[Description of the task] Output the lines in the stretch from the one containing "overcast gray sky?" through the end of the entries as a JSON list of strings, one string per line, skipping blank lines.

[Data for this task]
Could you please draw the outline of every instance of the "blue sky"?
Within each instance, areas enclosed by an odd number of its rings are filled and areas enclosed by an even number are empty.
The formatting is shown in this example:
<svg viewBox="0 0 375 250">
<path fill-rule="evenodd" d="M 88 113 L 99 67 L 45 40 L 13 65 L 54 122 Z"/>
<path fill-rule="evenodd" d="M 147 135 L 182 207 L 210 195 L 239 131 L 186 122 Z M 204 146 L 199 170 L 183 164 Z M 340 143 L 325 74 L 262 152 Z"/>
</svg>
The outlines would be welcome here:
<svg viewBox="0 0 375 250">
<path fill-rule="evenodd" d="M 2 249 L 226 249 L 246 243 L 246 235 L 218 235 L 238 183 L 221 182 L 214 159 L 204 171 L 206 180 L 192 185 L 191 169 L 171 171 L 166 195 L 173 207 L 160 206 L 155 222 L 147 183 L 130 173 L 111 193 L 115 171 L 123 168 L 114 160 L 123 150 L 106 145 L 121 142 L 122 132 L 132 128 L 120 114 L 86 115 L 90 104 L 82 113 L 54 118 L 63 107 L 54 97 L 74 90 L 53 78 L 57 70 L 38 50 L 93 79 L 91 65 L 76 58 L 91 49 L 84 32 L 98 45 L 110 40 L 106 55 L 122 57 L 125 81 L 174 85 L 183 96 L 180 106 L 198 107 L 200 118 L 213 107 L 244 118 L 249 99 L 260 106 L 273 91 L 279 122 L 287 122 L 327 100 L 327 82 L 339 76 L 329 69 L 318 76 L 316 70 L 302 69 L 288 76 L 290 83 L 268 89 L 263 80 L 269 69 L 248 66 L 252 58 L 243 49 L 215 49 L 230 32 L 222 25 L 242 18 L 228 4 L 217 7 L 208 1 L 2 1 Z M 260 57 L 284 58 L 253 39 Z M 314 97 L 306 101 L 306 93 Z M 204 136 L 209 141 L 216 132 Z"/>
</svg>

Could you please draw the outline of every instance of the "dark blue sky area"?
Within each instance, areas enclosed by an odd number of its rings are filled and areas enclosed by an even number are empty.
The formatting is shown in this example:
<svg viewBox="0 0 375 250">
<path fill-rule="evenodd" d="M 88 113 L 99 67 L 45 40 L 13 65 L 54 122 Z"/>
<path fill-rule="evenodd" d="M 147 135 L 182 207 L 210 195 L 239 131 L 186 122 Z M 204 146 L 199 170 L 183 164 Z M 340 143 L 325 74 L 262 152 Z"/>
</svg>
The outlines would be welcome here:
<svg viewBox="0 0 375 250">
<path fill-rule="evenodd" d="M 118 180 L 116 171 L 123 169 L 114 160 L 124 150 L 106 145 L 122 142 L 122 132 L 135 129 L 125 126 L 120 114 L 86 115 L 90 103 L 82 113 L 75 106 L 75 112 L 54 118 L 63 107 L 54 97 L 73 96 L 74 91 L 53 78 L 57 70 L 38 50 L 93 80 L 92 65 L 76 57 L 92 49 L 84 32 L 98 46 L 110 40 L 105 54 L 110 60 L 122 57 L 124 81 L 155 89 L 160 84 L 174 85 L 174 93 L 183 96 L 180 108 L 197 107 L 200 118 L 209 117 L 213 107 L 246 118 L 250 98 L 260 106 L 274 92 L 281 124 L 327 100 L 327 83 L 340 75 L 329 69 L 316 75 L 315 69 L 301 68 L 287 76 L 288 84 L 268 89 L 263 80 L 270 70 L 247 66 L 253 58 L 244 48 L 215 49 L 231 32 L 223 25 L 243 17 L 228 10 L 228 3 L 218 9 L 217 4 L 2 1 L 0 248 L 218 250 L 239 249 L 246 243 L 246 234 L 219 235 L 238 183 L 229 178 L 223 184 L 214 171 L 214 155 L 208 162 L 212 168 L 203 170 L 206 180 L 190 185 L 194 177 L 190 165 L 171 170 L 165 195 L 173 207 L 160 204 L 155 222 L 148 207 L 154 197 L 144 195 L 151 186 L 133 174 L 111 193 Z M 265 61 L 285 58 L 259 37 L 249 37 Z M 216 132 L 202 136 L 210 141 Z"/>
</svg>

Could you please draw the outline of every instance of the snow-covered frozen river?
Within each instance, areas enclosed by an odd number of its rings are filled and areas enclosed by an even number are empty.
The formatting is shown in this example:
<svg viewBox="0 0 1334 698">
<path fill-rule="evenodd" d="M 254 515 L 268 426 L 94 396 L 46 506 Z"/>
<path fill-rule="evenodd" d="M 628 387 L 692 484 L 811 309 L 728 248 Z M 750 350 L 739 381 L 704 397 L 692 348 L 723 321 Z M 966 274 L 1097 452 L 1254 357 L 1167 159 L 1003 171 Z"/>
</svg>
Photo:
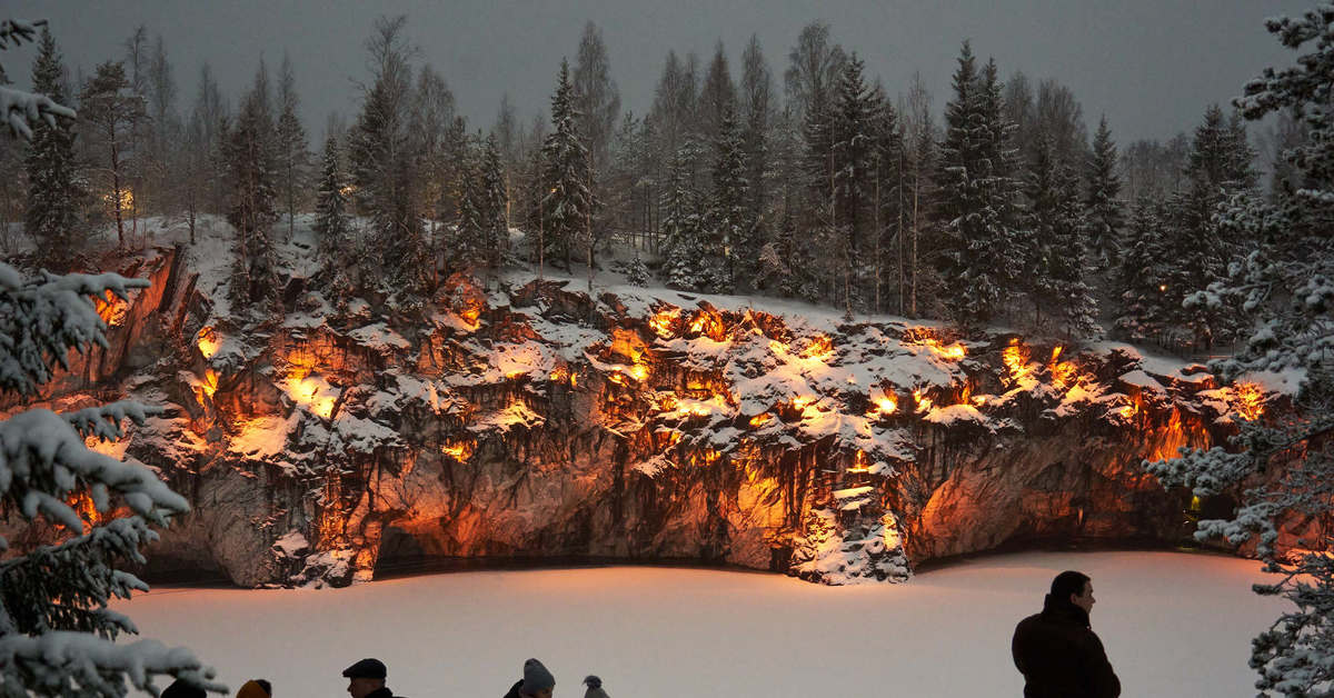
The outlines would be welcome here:
<svg viewBox="0 0 1334 698">
<path fill-rule="evenodd" d="M 1022 694 L 1014 623 L 1051 578 L 1090 574 L 1094 630 L 1127 697 L 1254 695 L 1250 638 L 1283 602 L 1253 561 L 1177 553 L 986 557 L 906 585 L 823 587 L 666 567 L 456 573 L 342 590 L 157 587 L 119 603 L 144 637 L 185 645 L 233 691 L 346 695 L 378 657 L 410 698 L 499 698 L 538 657 L 556 697 L 598 674 L 614 698 Z"/>
</svg>

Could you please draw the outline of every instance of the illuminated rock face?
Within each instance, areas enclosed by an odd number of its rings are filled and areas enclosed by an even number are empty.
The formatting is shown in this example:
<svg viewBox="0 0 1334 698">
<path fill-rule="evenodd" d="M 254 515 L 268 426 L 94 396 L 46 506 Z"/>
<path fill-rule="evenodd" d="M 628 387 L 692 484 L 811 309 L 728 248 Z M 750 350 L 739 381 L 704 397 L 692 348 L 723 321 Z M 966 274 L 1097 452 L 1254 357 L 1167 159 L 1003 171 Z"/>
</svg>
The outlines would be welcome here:
<svg viewBox="0 0 1334 698">
<path fill-rule="evenodd" d="M 153 294 L 87 372 L 179 408 L 127 448 L 195 507 L 148 557 L 247 586 L 511 558 L 858 583 L 1007 545 L 1174 542 L 1183 502 L 1141 460 L 1265 408 L 1123 346 L 462 278 L 415 315 L 293 282 L 256 332 L 171 252 L 140 274 Z"/>
</svg>

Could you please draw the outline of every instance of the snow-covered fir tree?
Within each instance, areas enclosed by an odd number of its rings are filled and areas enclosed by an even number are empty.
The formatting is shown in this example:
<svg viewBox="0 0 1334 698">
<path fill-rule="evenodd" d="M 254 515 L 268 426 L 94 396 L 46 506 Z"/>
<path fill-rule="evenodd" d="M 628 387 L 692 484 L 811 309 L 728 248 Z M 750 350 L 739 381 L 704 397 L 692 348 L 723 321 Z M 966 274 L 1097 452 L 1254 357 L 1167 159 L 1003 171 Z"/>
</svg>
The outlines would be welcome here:
<svg viewBox="0 0 1334 698">
<path fill-rule="evenodd" d="M 332 272 L 336 287 L 347 286 L 347 266 L 352 262 L 352 220 L 347 211 L 347 178 L 343 175 L 342 153 L 335 133 L 324 139 L 324 164 L 320 188 L 315 198 L 315 242 L 320 260 Z"/>
<path fill-rule="evenodd" d="M 32 88 L 57 104 L 69 100 L 65 68 L 49 29 L 41 31 L 37 60 L 32 67 Z M 39 120 L 24 157 L 28 171 L 27 232 L 36 244 L 39 262 L 48 268 L 75 263 L 85 239 L 79 220 L 83 188 L 75 172 L 73 133 L 68 128 Z"/>
<path fill-rule="evenodd" d="M 704 252 L 704 220 L 700 195 L 695 191 L 695 168 L 700 148 L 687 140 L 671 160 L 663 202 L 663 278 L 672 288 L 699 291 L 708 283 Z"/>
<path fill-rule="evenodd" d="M 1169 320 L 1182 331 L 1170 342 L 1178 348 L 1209 350 L 1215 343 L 1231 343 L 1241 330 L 1237 308 L 1186 307 L 1185 300 L 1227 275 L 1249 244 L 1218 224 L 1217 207 L 1237 195 L 1255 195 L 1254 152 L 1246 143 L 1245 127 L 1210 107 L 1195 128 L 1186 163 L 1189 187 L 1177 192 L 1165 222 L 1174 260 L 1165 296 L 1173 308 Z"/>
<path fill-rule="evenodd" d="M 506 242 L 504 182 L 500 179 L 495 137 L 475 141 L 459 164 L 459 172 L 463 175 L 463 198 L 459 202 L 455 262 L 490 275 L 500 267 Z"/>
<path fill-rule="evenodd" d="M 1255 541 L 1273 583 L 1263 595 L 1293 606 L 1251 645 L 1250 666 L 1262 695 L 1329 695 L 1334 690 L 1334 557 L 1330 539 L 1279 546 L 1279 527 L 1327 518 L 1334 500 L 1334 120 L 1321 97 L 1334 83 L 1334 7 L 1301 17 L 1277 17 L 1266 27 L 1285 47 L 1305 51 L 1286 68 L 1266 68 L 1235 100 L 1247 119 L 1295 109 L 1310 139 L 1283 157 L 1302 173 L 1305 188 L 1277 204 L 1231 199 L 1219 210 L 1225 227 L 1259 244 L 1234 267 L 1230 283 L 1213 284 L 1198 303 L 1241 300 L 1254 331 L 1245 350 L 1217 368 L 1234 379 L 1247 371 L 1298 371 L 1301 388 L 1289 414 L 1243 422 L 1230 446 L 1194 451 L 1150 466 L 1165 483 L 1198 496 L 1241 492 L 1231 519 L 1202 520 L 1197 537 L 1234 543 Z"/>
<path fill-rule="evenodd" d="M 579 137 L 579 113 L 572 97 L 570 64 L 562 60 L 556 91 L 551 96 L 552 133 L 542 145 L 543 180 L 550 190 L 542 199 L 542 215 L 544 246 L 564 260 L 567 270 L 575 246 L 587 235 L 595 206 L 588 149 Z"/>
<path fill-rule="evenodd" d="M 125 218 L 133 203 L 129 187 L 131 132 L 144 119 L 144 101 L 129 89 L 119 61 L 97 65 L 79 95 L 79 125 L 92 157 L 89 172 L 99 196 L 116 222 L 116 242 L 125 244 Z"/>
<path fill-rule="evenodd" d="M 871 91 L 871 157 L 870 157 L 870 239 L 871 252 L 871 311 L 882 312 L 888 298 L 898 299 L 898 312 L 906 312 L 906 260 L 911 222 L 907 212 L 904 187 L 903 128 L 898 111 L 884 97 L 884 88 L 876 83 Z M 890 274 L 892 270 L 892 275 Z"/>
<path fill-rule="evenodd" d="M 759 36 L 751 35 L 742 52 L 742 80 L 738 113 L 742 148 L 746 152 L 746 182 L 750 184 L 750 218 L 762 222 L 768 207 L 770 131 L 774 121 L 774 77 L 770 73 Z M 758 251 L 756 251 L 758 258 Z"/>
<path fill-rule="evenodd" d="M 277 222 L 273 119 L 265 107 L 263 68 L 247 95 L 235 124 L 224 131 L 229 208 L 227 222 L 236 230 L 236 264 L 231 295 L 260 302 L 277 292 L 272 227 Z"/>
<path fill-rule="evenodd" d="M 32 41 L 41 24 L 0 21 L 0 49 Z M 11 132 L 24 139 L 33 137 L 39 120 L 53 127 L 55 116 L 75 116 L 48 95 L 0 88 L 0 101 Z M 107 324 L 95 303 L 128 299 L 147 286 L 116 274 L 44 272 L 29 282 L 0 263 L 0 395 L 32 395 L 57 367 L 68 366 L 71 350 L 105 347 Z M 0 694 L 7 698 L 121 698 L 127 682 L 156 694 L 163 675 L 225 693 L 189 650 L 156 641 L 115 642 L 137 630 L 107 605 L 147 591 L 117 567 L 143 563 L 140 549 L 156 541 L 151 526 L 165 525 L 189 506 L 148 467 L 89 450 L 84 440 L 119 438 L 124 419 L 143 423 L 157 412 L 117 402 L 64 415 L 36 408 L 0 420 L 0 507 L 32 525 L 68 531 L 57 545 L 0 562 Z M 109 520 L 85 522 L 71 504 L 79 498 Z M 131 515 L 116 516 L 119 507 Z M 8 541 L 0 538 L 0 551 L 7 550 Z"/>
<path fill-rule="evenodd" d="M 276 180 L 281 195 L 283 212 L 287 214 L 287 236 L 292 236 L 296 226 L 296 210 L 301 203 L 307 167 L 309 167 L 309 143 L 305 127 L 297 113 L 299 100 L 296 77 L 292 75 L 292 61 L 284 55 L 277 79 L 277 101 L 281 109 L 273 132 Z"/>
<path fill-rule="evenodd" d="M 1106 116 L 1098 121 L 1098 132 L 1093 137 L 1093 157 L 1089 159 L 1085 180 L 1090 262 L 1099 268 L 1107 268 L 1118 260 L 1117 242 L 1126 223 L 1121 203 L 1117 144 L 1111 140 Z"/>
<path fill-rule="evenodd" d="M 639 256 L 639 252 L 635 252 L 635 259 L 630 260 L 630 267 L 626 268 L 626 280 L 640 288 L 648 287 L 648 282 L 652 280 L 648 266 L 644 264 L 644 258 Z"/>
<path fill-rule="evenodd" d="M 482 148 L 482 227 L 487 236 L 487 268 L 492 274 L 500 268 L 510 246 L 510 228 L 506 226 L 508 206 L 500 147 L 495 133 L 491 133 Z"/>
<path fill-rule="evenodd" d="M 996 315 L 1018 278 L 1014 228 L 1014 155 L 1002 115 L 995 63 L 979 75 L 964 43 L 946 105 L 939 151 L 938 211 L 946 240 L 947 300 L 954 320 L 984 324 Z M 1009 167 L 1007 167 L 1009 165 Z"/>
<path fill-rule="evenodd" d="M 1173 311 L 1166 295 L 1171 264 L 1166 218 L 1161 198 L 1141 196 L 1118 243 L 1119 263 L 1111 284 L 1117 298 L 1115 330 L 1130 342 L 1159 342 Z"/>
<path fill-rule="evenodd" d="M 71 350 L 105 347 L 107 326 L 93 303 L 108 294 L 128 299 L 147 286 L 116 274 L 28 282 L 0 263 L 0 394 L 32 394 Z M 137 630 L 107 605 L 148 590 L 120 567 L 144 563 L 140 549 L 157 539 L 152 526 L 165 526 L 189 506 L 148 467 L 89 450 L 84 439 L 119 439 L 125 419 L 143 424 L 160 412 L 117 402 L 68 414 L 36 408 L 0 420 L 4 508 L 67 531 L 57 545 L 0 562 L 0 695 L 121 698 L 127 682 L 156 693 L 161 675 L 225 691 L 189 650 L 115 642 Z M 71 504 L 79 499 L 108 519 L 91 525 Z M 115 516 L 119 507 L 131 515 Z"/>
<path fill-rule="evenodd" d="M 384 291 L 411 299 L 432 278 L 432 262 L 408 128 L 412 67 L 406 23 L 404 16 L 380 17 L 367 41 L 374 73 L 348 136 L 348 160 L 355 200 L 370 216 L 368 240 L 379 258 L 382 274 L 372 279 Z"/>
<path fill-rule="evenodd" d="M 747 207 L 746 152 L 742 148 L 736 113 L 728 105 L 723 109 L 714 144 L 714 194 L 704 240 L 708 287 L 722 294 L 735 292 L 738 282 L 751 276 L 752 260 L 759 251 L 755 223 Z"/>
<path fill-rule="evenodd" d="M 1078 178 L 1057 161 L 1050 137 L 1033 159 L 1029 188 L 1025 287 L 1037 311 L 1037 324 L 1054 320 L 1066 338 L 1099 334 L 1097 303 L 1085 282 L 1085 216 Z"/>
</svg>

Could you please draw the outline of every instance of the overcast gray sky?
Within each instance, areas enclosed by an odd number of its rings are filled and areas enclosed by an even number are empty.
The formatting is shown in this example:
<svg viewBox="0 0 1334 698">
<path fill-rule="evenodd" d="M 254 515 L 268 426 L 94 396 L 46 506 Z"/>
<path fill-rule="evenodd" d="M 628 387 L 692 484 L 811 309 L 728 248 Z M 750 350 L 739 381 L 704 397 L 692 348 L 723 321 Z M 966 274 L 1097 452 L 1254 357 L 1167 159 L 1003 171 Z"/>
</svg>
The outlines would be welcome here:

[Correct response]
[
  "Could you please draw the outline of every instance of the overcast gray sky?",
  "Within each instance, areas enclosed by an odd number of its rings are filled and areas enclosed by an even number are empty.",
  "The formatting is shown in this example:",
  "<svg viewBox=\"0 0 1334 698\">",
  "<path fill-rule=\"evenodd\" d=\"M 254 515 L 268 426 L 94 396 L 46 506 Z\"/>",
  "<path fill-rule=\"evenodd\" d=\"M 628 387 L 692 484 L 811 309 L 728 248 Z M 750 350 L 739 381 L 704 397 L 692 348 L 723 321 Z M 966 274 L 1097 452 L 1254 357 L 1167 159 L 1003 171 Z\"/>",
  "</svg>",
  "The outlines would be welcome here:"
]